[Written exercise 1]
Decide whether each statement below agrees with the passage on monetary policy consensus. Answer yes or no for each and quote the deciding words from the passage.
(a) Lawrence Summers held that a financial crisis can be resolved only with more confidence, lending and spending.
(b) The passage says the dogma of "loose" prevails only during recessions.
(c) Under the theory's corollaries, wages should fall in a downturn.
[Written exercise 2]
Please carry the passage on monetary policy consensus forward from its final sentence.

Amity Shlaes explains in the latest issue of Forbes magazine why one point of modern economic consensus is wrong.

AT SOME POINT consensus becomes dogma. In the case of U.S. monetary policy we’ve about reached that point. Ask any authority you like and you’ll hear that loose is good and looser is better. The dogma of “loose” prevails at all stages of the business cycle, but especially if you want to reduce the damage of a recession. “The central irony of a financial crisis,” former Treasury Secretary Lawrence Summers said, “is that while it is caused by too much confidence, too much lending and too much spending, it can only be resolved with more confidence, more lending and more spending.”

This theory, which author James Grant has labeled “Summers’ Paradox,” features corollaries: Inflation is good, deflation is evil; spending is good, thrift is “dangerous.” Consumer spending matters most. Wages are and ought to be “sticky downward”: They should stay high in a downturn to stimulate spending. Income inequality hurts the rest. Evidence that suggests another view rarely appears in general history books.

Dataset entries:
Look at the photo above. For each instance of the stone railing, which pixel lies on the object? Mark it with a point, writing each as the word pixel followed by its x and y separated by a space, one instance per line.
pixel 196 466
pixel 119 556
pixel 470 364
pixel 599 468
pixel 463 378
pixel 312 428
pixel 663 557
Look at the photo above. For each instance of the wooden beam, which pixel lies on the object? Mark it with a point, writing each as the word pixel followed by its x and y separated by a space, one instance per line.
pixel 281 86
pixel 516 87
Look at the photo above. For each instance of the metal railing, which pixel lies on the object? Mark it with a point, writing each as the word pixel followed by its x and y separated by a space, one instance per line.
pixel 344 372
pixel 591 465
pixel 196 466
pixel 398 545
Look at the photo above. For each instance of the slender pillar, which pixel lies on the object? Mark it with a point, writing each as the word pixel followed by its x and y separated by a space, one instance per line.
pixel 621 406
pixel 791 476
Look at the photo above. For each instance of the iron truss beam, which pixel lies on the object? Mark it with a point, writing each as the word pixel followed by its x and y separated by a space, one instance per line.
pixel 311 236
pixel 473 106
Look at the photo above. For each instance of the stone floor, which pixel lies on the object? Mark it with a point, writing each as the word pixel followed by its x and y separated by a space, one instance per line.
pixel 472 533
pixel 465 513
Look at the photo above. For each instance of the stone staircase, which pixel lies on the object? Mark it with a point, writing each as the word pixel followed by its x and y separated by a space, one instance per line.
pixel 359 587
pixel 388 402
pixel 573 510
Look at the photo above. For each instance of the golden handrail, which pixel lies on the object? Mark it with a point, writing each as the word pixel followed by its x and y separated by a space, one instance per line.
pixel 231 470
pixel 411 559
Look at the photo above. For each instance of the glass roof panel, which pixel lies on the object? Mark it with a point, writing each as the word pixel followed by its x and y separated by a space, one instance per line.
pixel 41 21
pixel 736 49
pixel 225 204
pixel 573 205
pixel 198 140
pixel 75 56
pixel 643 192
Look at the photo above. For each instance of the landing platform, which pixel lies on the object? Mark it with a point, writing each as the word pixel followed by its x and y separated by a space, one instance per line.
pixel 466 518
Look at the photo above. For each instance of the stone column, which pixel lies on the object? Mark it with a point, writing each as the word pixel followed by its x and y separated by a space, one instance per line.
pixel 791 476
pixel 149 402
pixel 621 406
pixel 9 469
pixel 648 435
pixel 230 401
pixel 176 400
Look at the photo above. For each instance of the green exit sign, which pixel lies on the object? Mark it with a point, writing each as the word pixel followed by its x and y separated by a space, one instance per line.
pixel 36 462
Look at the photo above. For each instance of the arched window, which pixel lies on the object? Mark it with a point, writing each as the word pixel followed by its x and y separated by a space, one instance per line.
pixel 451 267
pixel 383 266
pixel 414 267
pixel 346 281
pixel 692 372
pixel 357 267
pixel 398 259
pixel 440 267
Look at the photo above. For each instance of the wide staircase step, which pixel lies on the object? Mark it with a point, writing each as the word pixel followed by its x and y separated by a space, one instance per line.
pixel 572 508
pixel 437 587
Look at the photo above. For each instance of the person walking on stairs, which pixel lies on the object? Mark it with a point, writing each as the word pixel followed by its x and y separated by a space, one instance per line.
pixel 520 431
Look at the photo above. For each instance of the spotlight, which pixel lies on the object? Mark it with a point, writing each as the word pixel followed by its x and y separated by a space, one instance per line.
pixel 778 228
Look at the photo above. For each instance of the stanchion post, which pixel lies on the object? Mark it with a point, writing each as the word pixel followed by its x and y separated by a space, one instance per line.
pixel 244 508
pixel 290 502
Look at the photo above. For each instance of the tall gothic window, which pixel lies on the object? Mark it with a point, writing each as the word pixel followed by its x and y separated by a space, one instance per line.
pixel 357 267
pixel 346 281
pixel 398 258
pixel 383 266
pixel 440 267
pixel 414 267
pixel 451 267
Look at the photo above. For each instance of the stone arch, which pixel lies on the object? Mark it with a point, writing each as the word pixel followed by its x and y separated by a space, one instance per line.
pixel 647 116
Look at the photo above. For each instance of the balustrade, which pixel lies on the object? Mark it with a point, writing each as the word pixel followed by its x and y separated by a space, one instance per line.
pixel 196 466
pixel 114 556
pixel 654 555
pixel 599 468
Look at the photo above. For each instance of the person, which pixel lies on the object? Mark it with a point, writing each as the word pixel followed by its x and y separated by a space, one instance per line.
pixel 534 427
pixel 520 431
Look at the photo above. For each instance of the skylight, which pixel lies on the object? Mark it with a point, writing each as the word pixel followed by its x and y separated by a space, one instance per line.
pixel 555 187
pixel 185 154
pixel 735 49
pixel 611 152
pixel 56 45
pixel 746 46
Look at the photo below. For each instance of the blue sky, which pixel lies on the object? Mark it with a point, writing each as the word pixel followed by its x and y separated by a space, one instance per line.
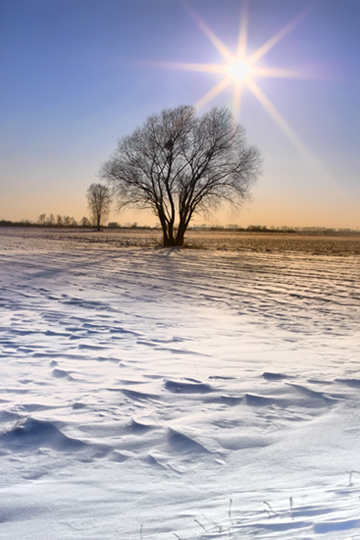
pixel 76 75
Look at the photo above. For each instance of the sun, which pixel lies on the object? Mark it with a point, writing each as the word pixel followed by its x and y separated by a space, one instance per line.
pixel 240 70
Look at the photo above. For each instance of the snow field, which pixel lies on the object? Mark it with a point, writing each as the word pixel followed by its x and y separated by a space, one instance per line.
pixel 143 390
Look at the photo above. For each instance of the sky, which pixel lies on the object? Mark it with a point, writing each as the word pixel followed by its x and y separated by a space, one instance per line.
pixel 77 75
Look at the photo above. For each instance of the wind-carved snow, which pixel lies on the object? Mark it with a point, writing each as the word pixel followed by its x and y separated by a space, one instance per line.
pixel 155 394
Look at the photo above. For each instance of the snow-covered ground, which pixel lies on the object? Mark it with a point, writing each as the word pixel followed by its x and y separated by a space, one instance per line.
pixel 157 394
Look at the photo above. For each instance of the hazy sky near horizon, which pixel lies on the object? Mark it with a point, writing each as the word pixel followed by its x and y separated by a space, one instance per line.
pixel 76 75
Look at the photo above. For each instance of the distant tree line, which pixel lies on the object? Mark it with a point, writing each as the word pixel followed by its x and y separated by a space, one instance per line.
pixel 66 221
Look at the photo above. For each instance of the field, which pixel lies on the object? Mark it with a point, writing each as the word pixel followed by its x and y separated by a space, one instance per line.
pixel 201 393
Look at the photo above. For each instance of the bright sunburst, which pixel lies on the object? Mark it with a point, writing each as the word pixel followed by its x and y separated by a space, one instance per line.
pixel 240 70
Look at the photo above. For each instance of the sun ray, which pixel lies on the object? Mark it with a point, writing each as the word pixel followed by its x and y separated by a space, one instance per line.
pixel 238 88
pixel 282 73
pixel 191 66
pixel 240 70
pixel 242 39
pixel 218 44
pixel 261 51
pixel 281 122
pixel 216 90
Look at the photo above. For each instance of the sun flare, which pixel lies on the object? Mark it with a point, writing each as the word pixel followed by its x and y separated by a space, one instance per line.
pixel 240 70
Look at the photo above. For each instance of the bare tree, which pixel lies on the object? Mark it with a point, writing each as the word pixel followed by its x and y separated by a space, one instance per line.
pixel 178 164
pixel 99 201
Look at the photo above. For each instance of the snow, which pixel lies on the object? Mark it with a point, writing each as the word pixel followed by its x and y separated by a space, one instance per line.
pixel 156 393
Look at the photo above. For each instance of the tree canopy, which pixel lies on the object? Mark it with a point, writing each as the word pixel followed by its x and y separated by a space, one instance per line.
pixel 178 164
pixel 99 201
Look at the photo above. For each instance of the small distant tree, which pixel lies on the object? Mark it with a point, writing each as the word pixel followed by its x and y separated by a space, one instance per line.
pixel 85 222
pixel 99 201
pixel 178 164
pixel 50 220
pixel 42 219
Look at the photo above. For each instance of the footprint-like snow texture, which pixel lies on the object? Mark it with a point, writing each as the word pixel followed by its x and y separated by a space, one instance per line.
pixel 33 434
pixel 188 387
pixel 184 444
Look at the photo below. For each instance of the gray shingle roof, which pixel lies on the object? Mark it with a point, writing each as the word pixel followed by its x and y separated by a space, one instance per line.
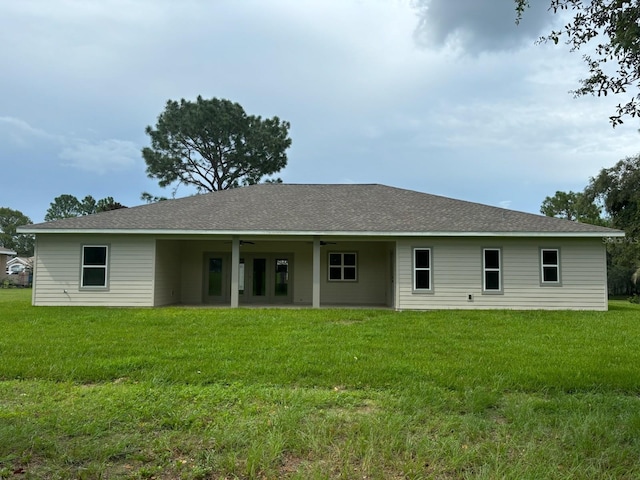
pixel 289 208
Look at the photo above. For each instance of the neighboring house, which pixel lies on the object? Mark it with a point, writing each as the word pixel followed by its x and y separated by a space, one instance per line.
pixel 4 254
pixel 321 245
pixel 19 265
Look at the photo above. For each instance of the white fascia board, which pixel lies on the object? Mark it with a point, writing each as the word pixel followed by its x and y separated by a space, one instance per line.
pixel 612 233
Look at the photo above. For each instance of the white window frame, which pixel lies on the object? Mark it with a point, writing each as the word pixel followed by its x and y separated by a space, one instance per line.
pixel 556 265
pixel 416 269
pixel 486 269
pixel 105 267
pixel 342 267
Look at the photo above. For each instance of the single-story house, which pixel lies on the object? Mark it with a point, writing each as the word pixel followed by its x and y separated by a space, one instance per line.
pixel 5 253
pixel 321 245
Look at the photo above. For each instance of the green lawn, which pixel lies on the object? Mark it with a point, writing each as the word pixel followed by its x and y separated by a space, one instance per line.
pixel 283 393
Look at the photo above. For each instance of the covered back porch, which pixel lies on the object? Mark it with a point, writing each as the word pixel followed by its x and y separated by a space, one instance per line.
pixel 252 270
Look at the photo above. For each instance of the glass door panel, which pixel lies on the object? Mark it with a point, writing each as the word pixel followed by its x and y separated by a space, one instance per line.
pixel 259 277
pixel 281 284
pixel 215 277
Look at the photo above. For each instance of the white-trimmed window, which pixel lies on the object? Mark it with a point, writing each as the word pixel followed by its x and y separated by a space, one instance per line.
pixel 343 267
pixel 95 265
pixel 422 269
pixel 492 270
pixel 550 266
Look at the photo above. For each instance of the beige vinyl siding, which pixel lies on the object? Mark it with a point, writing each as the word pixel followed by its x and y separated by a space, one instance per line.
pixel 58 271
pixel 457 273
pixel 167 273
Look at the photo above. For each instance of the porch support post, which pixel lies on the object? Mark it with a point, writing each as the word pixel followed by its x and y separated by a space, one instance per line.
pixel 235 267
pixel 316 273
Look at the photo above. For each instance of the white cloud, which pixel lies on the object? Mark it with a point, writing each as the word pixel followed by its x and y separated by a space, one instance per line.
pixel 101 157
pixel 22 133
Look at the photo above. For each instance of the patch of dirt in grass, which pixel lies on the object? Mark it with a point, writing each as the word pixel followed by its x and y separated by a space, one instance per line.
pixel 290 464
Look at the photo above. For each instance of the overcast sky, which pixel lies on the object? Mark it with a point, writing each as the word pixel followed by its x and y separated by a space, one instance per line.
pixel 443 96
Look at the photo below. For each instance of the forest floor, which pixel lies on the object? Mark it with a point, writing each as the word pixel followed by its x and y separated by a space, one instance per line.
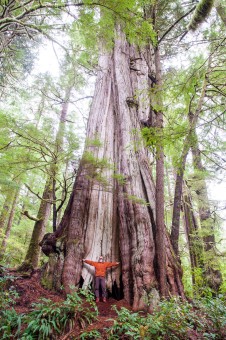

[Task answer 1]
(a) Yes: "it can only be resolved with more confidence, more lending and more spending"
(b) No: "prevails at all stages of the business cycle"
(c) No: "They should stay high in a downturn to stimulate spending."

[Task answer 2]
All the more valuable, therefore, is The Forgotten Depression–1921: The Crash That Cured Itself (Simon & Schuster, $28), the history in which Grant mentions Summers’ Paradox. In his well-argued monograph Grant documents that tighter can be better, that stimuli are not necessary, that wages can come down and–get this–that austerity can be salvation.

Grant’s account will disorient the reader. Modern textbooks bill the 1930s as the period of the Depression. Grant shows that the downturn of the early 1920s also earned the “Depression” label: Joblessness climbed to 12%, the Dow dropped by nearly half, and the economy contracted dramatically.

An early Keynesian by the name of F. Scott Fitzgerald sketched the event as a failure of capitalism.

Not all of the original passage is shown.